#### AZIONE RICHIESTA:
Prosegua il brano sulla diossina a Taranto a partire dalla sua ultima frase.

#### BRANO DI RIFERIMENTO:
══════

L’Altamarea dell’indignazione
Torno da un meeting sulla diossina tenutosi in una bella location sul Mar Piccolo: hanno parlato tanti “soloni” delle istituzioni, della finanza, della comunicazione, sono stati sciorinati tanti dati sull’ incidenza di malattia e morte sul nostro territorio, tanti ma non sufficienti, secondo loro, per dare una paternità ai nostri “avvelenatori”, agli “avvelenatori” del nostro mare, della nostra terra e del nostro cielo.
Vado via con la solita sensazione di rabbia, con la solita voglia di urlare ai soloni che i bambini, i giovani che si ammalano e che curiamo nel nostro reparto di ematologia sono tanti, troppi. Vado via con la sensazione terribile che questi meeting vengano organizzati per arginare l’Altamarea dell’indignazione, del senso civico, della presa di coscienza, della rivendicazione ad un lavoro e ad una vita sani.
Vado via con l’orgoglio di non essere un solone, di essere una persona libera, col suo carico di dolore, ma libera e perbene.
Vado via; e sulla strada del ritorno che costeggia il Mar Piccolo vedo un airone cinerino che si alza sul mare e lo attraversa; è bello il mare; è bella Taranto che si staglia lontano; è tutto di una bellezza struggente se riesco ad escludere dalla vista e dal pensiero le grandi fabbriche che incombono sulla città.
“Sai - dico al mio compagno di viaggio – Taranto è come la mela di Biancaneve, bella, ma avvelenata”.
E mi piace indugiare su questa metafora. Anche noi abbiamo cattivi re del profitto e del denaro che si trasformano in vecchi saggi per offrirci “la mela avvelenata”, per ridurci a un silenzio, che è come la morte, che non metta in discussione la loro egemonia e il loro dire: i dati definiti non allarmanti, il lavoro, il mare che comunque è ancora azzurro, l’erba che comunque rimane verde, il benessere...
E per tanti, troppi anni noi, come Biancaneve, ci siamo nutriti dell’ingannevole mela.
Ma l’incantesimo è finito! Abbiamo capito che è un maleficio!
Non ci ha svegliato, purtroppo, il principe azzurro; ci hanno svegliato le terribili malattie, la morte, il lavoro malsano e spesso precario, lo scoprire che “benessere” ha un solo significato: stare bene in salute per poter godere del lavoro e dei frutti del lavoro e che, quindi, non ne abbiamo mai goduto.

══════

#### DATI REGISTRATI:
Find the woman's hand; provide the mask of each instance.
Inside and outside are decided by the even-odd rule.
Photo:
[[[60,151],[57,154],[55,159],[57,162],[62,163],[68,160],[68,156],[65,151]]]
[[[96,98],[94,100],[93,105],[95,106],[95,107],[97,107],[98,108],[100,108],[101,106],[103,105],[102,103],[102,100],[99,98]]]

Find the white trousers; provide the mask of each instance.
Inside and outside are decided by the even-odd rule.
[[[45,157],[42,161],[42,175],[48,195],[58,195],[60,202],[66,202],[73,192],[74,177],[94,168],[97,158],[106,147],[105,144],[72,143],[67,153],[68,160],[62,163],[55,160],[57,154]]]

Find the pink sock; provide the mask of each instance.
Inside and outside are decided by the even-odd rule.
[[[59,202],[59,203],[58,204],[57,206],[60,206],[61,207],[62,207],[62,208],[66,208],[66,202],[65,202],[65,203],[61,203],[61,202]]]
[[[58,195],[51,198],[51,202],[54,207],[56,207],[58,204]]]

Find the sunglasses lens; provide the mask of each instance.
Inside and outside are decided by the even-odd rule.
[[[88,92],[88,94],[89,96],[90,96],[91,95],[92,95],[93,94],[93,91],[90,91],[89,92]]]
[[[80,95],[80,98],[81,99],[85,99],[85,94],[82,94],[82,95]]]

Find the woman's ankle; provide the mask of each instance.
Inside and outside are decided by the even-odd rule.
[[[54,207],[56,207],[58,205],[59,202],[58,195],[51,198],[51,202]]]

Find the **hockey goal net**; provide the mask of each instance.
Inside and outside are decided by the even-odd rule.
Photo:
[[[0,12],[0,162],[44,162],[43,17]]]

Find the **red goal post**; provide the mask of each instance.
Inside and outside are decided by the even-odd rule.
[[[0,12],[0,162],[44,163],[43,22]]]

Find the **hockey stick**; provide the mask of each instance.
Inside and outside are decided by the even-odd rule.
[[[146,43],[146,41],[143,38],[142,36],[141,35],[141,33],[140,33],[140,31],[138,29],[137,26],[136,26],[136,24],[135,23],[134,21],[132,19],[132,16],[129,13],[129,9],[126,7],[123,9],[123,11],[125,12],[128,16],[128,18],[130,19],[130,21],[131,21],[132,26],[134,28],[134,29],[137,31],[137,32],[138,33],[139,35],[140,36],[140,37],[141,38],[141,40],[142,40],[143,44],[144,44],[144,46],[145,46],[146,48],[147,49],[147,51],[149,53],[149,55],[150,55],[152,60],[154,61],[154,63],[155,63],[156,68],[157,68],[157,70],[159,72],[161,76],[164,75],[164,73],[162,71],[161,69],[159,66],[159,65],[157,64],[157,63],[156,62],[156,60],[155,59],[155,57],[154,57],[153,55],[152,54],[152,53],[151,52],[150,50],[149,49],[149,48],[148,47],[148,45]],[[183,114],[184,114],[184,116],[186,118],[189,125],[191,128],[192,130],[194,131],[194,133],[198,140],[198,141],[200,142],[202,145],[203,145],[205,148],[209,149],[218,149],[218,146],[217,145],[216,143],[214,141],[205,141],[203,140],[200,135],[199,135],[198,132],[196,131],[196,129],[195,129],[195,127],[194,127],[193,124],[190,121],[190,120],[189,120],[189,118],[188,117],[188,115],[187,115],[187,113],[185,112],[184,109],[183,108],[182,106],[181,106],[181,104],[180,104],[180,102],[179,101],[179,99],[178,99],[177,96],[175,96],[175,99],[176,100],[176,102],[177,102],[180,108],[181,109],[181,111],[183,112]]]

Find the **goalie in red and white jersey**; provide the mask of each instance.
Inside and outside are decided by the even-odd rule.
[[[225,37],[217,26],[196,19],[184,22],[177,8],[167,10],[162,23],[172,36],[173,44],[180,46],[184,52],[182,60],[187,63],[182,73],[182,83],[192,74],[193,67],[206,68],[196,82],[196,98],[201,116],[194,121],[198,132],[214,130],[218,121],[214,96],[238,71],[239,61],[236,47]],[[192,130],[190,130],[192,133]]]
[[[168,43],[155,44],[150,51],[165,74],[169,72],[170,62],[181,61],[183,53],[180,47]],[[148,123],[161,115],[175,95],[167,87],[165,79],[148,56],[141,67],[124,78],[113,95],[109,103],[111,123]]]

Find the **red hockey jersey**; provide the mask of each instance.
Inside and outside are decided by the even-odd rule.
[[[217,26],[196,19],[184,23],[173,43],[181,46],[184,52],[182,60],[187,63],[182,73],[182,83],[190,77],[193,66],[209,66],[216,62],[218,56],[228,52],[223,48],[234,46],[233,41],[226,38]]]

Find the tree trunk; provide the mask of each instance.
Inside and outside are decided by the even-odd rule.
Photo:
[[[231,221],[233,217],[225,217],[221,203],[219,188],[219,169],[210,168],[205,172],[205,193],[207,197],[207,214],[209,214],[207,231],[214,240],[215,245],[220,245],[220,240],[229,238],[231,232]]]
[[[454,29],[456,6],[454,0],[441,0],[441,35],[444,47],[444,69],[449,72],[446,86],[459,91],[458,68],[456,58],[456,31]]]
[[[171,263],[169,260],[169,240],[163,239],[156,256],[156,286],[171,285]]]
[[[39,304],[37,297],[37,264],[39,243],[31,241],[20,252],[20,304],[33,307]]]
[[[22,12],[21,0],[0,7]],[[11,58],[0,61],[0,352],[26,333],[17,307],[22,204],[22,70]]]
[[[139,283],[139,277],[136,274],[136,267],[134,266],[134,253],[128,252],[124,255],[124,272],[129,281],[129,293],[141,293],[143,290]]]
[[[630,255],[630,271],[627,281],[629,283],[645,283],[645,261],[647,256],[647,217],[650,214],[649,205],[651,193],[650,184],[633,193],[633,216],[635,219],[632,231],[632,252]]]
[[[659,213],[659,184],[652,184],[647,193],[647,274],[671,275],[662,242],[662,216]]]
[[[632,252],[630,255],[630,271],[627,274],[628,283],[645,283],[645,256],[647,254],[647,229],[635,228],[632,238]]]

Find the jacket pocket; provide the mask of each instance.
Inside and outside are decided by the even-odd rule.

══════

#### RISPOSTA:
E l’Altamarea dell’indignazione, della consapevolezza si alza, diventa prorompente: i dati non saranno significativi per i soloni, ma per noi sì: ogni famiglia di Taranto e della sua Provincia piange un morto di cancro; non sarà certa la paternità di queste malattie, ma la madre è certa: è la grande industria. Il mare è azzurro ma nasconde veleni, l’erba è verde ma le pecore che l’hanno brucata sono state tutte uccise, in una tragica mattanza, perché avvelenate, il lavoro nell’azienda è pericoloso, non porta agiatezza, ma malattia.
Anche il maleficio è finito!
E se la morte e la malattia e il lavoro malsano sono serviti a rompere il maleficio, noi dobbiamo sublimare questo carico di dolore e trasformarlo in forza, la forza del nostro mare quando si gonfia, si arrabbia, si infrange, travolge, fa paura: questa è Altamarea.
E’ la nostra indignazione, il nostro dolore, la nostra rabbia, ma anche la nostra forza di società civile, l’amore per i nostri figli, per i nostri lavoratori delle fabbriche, per Taranto.
La nostra società non ha bisogno di maestri, di cattivi maestri. Noi abbiamo bisogno di testimoni, di persone che testimonino l’onestà, il rispetto per gli altri, la coerenza, l’amore.
Questo dobbiamo testimoniare il 28 novembre, in tanti, in tantissimi: dobbiamo testimoniare la nostra onestà, la nostra vicinanza a chi soffre per la malattia, per la morte, per la mancanza di lavoro, dobbiamo travolgere come un’altamarea chi vuole continuare a mantenere questa città nella miseria culturale e asservita al profitto e al vantaggio di pochi.